(Beginning of Provided information)

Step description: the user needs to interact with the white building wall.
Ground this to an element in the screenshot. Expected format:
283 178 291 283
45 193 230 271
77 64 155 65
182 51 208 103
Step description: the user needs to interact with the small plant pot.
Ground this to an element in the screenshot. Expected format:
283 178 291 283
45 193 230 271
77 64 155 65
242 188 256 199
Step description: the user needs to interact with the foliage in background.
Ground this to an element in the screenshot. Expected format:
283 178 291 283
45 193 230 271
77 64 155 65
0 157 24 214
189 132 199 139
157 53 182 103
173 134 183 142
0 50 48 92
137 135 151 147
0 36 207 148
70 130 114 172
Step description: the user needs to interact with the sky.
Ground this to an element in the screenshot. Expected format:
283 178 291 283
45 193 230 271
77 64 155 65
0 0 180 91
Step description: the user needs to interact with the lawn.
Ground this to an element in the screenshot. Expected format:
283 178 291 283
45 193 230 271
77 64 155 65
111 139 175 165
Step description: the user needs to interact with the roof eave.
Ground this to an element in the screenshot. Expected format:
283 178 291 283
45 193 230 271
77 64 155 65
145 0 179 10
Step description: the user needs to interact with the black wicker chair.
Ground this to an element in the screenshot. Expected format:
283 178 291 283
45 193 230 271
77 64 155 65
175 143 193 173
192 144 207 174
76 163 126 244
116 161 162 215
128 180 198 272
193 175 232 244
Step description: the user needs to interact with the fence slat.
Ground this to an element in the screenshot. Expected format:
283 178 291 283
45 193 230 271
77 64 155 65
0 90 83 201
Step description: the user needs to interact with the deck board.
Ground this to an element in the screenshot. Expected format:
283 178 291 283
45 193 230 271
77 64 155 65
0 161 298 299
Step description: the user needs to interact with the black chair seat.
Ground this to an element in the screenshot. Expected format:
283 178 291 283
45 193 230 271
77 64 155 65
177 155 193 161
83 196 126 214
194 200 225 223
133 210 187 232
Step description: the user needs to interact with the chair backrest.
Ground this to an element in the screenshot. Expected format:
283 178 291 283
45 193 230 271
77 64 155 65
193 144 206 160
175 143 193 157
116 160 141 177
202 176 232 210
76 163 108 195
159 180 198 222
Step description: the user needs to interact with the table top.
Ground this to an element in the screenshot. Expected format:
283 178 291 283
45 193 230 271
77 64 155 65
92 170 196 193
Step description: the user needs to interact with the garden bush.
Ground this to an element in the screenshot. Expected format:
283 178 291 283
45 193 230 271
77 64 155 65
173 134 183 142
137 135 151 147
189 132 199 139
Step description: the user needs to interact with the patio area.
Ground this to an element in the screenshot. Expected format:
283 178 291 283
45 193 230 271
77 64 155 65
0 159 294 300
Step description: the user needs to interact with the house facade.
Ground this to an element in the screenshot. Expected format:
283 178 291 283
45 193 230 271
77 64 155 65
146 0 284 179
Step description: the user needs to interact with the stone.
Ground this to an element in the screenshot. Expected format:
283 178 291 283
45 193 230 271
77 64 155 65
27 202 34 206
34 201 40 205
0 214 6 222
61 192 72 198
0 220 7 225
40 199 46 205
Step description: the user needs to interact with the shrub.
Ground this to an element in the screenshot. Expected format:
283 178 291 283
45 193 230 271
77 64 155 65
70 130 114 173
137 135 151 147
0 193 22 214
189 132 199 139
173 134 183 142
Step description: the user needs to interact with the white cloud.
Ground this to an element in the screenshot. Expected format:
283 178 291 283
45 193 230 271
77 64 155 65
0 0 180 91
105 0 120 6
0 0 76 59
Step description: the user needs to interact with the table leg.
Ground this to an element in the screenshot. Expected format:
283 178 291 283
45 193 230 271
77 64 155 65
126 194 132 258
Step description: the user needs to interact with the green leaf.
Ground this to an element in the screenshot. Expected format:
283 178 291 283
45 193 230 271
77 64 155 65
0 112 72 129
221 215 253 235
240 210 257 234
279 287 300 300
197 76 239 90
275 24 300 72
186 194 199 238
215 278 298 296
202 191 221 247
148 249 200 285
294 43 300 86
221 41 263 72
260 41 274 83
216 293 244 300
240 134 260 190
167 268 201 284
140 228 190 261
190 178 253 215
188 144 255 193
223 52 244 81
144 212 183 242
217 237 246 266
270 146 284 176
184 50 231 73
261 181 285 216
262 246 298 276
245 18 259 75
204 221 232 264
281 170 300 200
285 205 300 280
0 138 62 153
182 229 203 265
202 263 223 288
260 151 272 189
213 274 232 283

(End of Provided information)

Exercise brief: From the records above, extract exactly and only the lines that begin at the line with "Step description: the user needs to interact with the chair" and stop after the line with "Step description: the user needs to interact with the green".

Solution below:
Step description: the user needs to interact with the chair backrest.
Ground this to an element in the screenshot. Expected format:
283 178 291 283
45 193 230 271
77 64 155 65
193 144 206 160
175 143 193 157
116 160 141 177
202 176 232 210
76 163 108 195
159 180 198 222
Step description: the user needs to interact with the table top.
Ground this to an element in the screenshot. Expected format:
283 178 291 283
45 193 230 271
77 64 155 65
92 170 196 193
Step description: the user needs to interact with the garden bush.
Ground this to an element in the screenshot. Expected format:
283 178 291 283
45 193 230 271
77 64 155 65
173 134 183 142
137 135 151 147
189 132 199 139
Step description: the user needs to interact with the patio area.
Ground this to an element in the screenshot. Expected format:
283 178 291 283
45 193 230 271
77 64 155 65
0 159 294 300
Step description: the user needs to interact with the house facade.
Ground this to an element in the screenshot. Expected format:
283 178 291 283
45 193 230 271
77 64 155 65
146 0 284 179
Step description: the user needs to interact with the stone.
Ground this to an element in the screenshot. Expected format:
283 178 291 283
45 193 230 271
77 64 155 65
27 202 34 206
34 201 40 205
0 214 6 222
61 192 72 198
0 220 7 225
40 199 46 205
Step description: the user needs to interact with the shrub.
Ground this to an element in the screenshot. Expected format:
283 178 291 283
45 193 230 271
77 64 155 65
70 130 114 173
137 135 151 147
0 193 22 214
189 132 199 139
173 134 183 142
Step description: the user needs to interact with the white cloud.
Ground this to an element in the screenshot. Expected format:
283 178 291 283
45 193 230 271
77 64 155 65
0 0 180 91
105 0 120 6
0 0 76 59
Step description: the user needs to interact with the table leg.
Ground this to an element in the screenshot. Expected format:
283 178 291 283
45 193 230 271
77 64 155 65
126 194 132 258
Step description: the user needs to interact with the green leaf.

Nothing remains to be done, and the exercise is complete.